* _Task goal_
Extend the migration error-handling email thread from the point where it stops.

>> start Document text

Re: [PATCH 0/3] migration: Error fixes and improvements

qemu-devel.nongnu.org archive mirror
 help / color / mirror / Atom feed

From: Fabiano Rosas <farosas@suse.de>
To: Peter Xu <peterx@redhat.com>, Markus Armbruster <armbru@redhat.com>
Cc: qemu-devel@nongnu.org
Subject: Re: [PATCH 0/3] migration: Error fixes and improvements
Date: Fri, 21 Nov 2025 09:38:02 -0300	[thread overview]
Message-ID: <87bjkvftn9.fsf@suse.de> (raw)
In-Reply-To: <aR4vdRcORY4em3yB@x1.local>

Peter Xu <peterx@redhat.com> writes:

> On Wed, Nov 19, 2025 at 08:45:39AM +0100, Markus Armbruster wrote:
>
> [...]
>
>> The hairy part is the background task.
>> 
>> I believe it used to simply do its job, reporting errors to stderr along
>> the way, until it either succeeded or failed.  The errors reported made
>> success / failure "obvious" for users.
>> 
>> This can report multiple errors, which can be confusing.
>> 
>> Worse, it was no good for management applications.  These need to
>> observe migration as a state machine, with final success and error
>> states, where the error state comes with an indication of what went
>> wrong.  So we made migration store the first of certain errors in the
>> migration state in addition to reporting to stderr.

>> end Document text
>> start Data extract

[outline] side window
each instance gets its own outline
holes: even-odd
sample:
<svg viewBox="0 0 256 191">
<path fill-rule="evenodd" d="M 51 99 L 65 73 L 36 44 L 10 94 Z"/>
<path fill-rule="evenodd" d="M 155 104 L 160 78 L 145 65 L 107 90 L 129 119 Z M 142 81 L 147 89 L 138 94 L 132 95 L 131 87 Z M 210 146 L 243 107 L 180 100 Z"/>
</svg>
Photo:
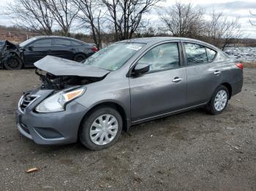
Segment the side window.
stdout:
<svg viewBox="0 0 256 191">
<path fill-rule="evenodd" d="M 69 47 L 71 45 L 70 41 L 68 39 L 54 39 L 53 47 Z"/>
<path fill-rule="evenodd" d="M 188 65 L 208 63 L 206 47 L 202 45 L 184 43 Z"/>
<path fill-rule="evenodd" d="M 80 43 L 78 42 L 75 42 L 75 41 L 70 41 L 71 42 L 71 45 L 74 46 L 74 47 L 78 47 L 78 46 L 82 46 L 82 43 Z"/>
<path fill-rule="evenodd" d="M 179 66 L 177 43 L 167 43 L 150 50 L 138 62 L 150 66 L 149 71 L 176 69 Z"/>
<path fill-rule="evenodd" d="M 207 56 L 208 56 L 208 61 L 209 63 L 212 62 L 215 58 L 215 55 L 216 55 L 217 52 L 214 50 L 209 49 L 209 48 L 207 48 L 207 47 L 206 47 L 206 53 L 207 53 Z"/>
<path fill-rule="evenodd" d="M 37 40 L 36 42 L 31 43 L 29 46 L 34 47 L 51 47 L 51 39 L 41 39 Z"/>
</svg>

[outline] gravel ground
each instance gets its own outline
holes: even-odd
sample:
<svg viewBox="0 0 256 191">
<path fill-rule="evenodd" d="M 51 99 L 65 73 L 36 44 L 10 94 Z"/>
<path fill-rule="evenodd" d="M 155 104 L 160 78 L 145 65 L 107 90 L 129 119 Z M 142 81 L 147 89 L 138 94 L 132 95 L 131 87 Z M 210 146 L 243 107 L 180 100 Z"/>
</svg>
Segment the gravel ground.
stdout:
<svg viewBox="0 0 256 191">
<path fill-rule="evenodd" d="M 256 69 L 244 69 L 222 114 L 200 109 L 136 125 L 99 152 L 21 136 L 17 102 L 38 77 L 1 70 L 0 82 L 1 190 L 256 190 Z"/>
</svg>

>> end Data extract
>> start Data extract

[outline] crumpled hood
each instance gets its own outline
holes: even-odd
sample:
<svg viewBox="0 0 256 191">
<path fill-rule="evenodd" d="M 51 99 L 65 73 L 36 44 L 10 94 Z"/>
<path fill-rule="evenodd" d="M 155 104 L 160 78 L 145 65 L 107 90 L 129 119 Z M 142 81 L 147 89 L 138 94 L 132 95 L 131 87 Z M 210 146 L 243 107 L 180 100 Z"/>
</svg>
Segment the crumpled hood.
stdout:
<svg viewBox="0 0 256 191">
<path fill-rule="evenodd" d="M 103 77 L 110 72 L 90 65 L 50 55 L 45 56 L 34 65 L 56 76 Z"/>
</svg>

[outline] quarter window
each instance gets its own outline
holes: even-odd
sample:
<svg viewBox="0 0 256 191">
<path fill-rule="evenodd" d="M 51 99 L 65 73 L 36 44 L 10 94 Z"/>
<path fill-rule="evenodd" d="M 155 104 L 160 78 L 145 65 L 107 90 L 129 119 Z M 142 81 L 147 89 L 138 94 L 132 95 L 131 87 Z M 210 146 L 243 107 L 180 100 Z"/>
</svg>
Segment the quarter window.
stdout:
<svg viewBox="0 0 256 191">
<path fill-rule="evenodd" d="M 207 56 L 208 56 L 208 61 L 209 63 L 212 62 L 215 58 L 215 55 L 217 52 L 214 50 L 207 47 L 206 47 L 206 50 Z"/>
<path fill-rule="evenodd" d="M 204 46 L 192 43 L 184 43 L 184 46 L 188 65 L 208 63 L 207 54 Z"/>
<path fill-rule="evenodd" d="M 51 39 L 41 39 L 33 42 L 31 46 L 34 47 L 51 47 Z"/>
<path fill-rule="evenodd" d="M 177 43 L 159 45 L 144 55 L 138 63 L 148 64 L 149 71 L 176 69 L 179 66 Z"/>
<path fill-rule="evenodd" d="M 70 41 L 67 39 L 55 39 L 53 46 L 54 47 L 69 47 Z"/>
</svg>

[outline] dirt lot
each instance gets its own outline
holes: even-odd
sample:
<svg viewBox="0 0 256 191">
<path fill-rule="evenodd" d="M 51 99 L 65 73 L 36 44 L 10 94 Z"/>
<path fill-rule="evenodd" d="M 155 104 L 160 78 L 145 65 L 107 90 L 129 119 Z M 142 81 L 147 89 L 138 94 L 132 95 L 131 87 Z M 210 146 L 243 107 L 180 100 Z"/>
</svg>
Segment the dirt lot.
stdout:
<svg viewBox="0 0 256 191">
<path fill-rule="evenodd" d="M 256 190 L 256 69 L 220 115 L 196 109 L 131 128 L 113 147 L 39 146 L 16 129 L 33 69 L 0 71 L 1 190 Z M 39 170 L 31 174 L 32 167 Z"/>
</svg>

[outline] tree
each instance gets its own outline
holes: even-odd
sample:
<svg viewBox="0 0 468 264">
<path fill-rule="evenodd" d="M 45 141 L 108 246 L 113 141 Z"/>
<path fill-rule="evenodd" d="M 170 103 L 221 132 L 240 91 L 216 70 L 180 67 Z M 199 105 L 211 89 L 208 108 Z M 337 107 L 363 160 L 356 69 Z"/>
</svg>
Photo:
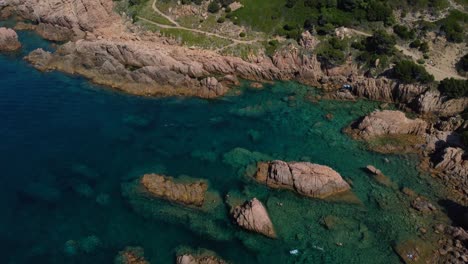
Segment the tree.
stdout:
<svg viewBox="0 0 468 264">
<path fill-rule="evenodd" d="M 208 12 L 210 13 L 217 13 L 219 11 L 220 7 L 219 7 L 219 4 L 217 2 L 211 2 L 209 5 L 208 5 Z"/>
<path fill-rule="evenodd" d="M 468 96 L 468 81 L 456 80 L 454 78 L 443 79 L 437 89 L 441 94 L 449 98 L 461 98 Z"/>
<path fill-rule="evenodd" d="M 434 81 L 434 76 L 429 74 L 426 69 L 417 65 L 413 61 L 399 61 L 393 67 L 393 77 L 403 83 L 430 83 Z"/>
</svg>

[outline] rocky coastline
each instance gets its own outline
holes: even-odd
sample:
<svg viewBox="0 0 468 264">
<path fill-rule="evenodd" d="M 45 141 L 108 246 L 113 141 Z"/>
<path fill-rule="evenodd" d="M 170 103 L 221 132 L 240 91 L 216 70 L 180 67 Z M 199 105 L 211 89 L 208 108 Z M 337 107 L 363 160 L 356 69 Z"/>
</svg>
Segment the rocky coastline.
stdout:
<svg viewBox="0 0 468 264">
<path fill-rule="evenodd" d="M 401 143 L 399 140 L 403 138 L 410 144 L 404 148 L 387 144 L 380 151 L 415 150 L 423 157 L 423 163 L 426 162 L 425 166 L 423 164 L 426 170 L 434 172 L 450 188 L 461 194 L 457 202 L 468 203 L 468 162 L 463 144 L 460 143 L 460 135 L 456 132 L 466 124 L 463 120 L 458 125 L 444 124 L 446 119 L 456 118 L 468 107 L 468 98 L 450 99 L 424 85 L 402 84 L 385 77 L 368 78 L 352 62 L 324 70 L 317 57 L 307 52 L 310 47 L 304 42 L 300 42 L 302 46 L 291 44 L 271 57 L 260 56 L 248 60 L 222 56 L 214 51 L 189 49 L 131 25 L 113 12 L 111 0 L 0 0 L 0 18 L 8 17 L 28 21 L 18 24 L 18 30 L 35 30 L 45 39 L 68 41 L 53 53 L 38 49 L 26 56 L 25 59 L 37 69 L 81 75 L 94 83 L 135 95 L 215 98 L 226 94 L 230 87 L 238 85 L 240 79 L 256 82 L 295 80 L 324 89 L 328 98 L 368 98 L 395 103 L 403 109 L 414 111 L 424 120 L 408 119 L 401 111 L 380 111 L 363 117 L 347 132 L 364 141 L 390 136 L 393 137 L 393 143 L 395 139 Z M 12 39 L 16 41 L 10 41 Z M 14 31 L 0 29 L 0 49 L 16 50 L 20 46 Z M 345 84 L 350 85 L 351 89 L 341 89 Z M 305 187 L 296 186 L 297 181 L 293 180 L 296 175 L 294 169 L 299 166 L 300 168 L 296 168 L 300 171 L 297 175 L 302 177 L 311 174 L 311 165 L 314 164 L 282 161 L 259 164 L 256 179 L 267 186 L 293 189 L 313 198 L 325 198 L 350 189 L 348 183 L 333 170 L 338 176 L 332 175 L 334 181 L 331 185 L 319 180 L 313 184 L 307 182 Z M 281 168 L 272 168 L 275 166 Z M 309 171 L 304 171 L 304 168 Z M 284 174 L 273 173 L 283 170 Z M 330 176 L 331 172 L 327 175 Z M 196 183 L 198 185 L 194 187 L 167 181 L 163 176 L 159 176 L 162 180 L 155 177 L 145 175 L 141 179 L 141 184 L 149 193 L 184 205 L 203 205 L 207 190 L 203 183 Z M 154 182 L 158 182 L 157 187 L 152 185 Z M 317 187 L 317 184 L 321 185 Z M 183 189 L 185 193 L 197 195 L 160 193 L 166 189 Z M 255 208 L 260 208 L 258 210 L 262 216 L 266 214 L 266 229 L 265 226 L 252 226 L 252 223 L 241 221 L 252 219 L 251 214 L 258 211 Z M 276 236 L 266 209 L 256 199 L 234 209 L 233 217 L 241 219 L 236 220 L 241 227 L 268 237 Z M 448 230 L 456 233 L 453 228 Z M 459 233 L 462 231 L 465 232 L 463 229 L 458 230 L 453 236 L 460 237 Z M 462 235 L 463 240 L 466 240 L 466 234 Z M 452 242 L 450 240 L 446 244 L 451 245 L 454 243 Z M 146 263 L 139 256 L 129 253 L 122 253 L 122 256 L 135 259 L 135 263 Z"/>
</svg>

>> end Data extract

* _The reply_
>> 
>> "First", because we store only when the state doesn't already have an
>> error.  "Certain", because I doubt we do it for all errors we report.
>> 
>> Compare this to how jobs solve this problem.  These are a much, much
>> later invention, and designed for management applications from the
>> start[*].  A job is a state machine.  Management applications can
>> observe and control the state.  Errors are not supposed to be reported,
>> they should be fed to the state machine, which goes into an error state
>> then.  The job is not supposed to do actual work in an error state.
>> Therefore, no further errors should be possible.  When something goes
>> wrong, we get a single error, stored in the job state, where the
>> management application can find it.
>> 
>> Migration is also a state machine, and we long ago retrofitted the means
>> for management applications to observe and control the state.  What we
>> haven't done is the disciplined feeding of errors to the state machine.
>> We can still get multiple errors.  We store the first of certain errors
>> where the managament application can find it, but whether that error
>> suffices to explain what went wrong is a crap shot.  As long as that's
>> the case, we need to spew the other errors to stderr, where a human can
>> find it.
>
> Since above mentioned once more on the possibility of reusing Jobs idea, I
> did try to list things explicitly this time, that why I think it should be
> challenging and maybe not as worthwhile (?) to do so, however I might be
> wrong.  I attached it at the end of this email almost for myself in the
> future to reference, please feel free comment, or, to ignore all of those!
> IMHO it's not directly relevant to the error reporting issues.
>
> IMHO rewriting migration with Jobs will not help much in error reporting,
> because the challenge for refactoring from migration side is not the "Jobs"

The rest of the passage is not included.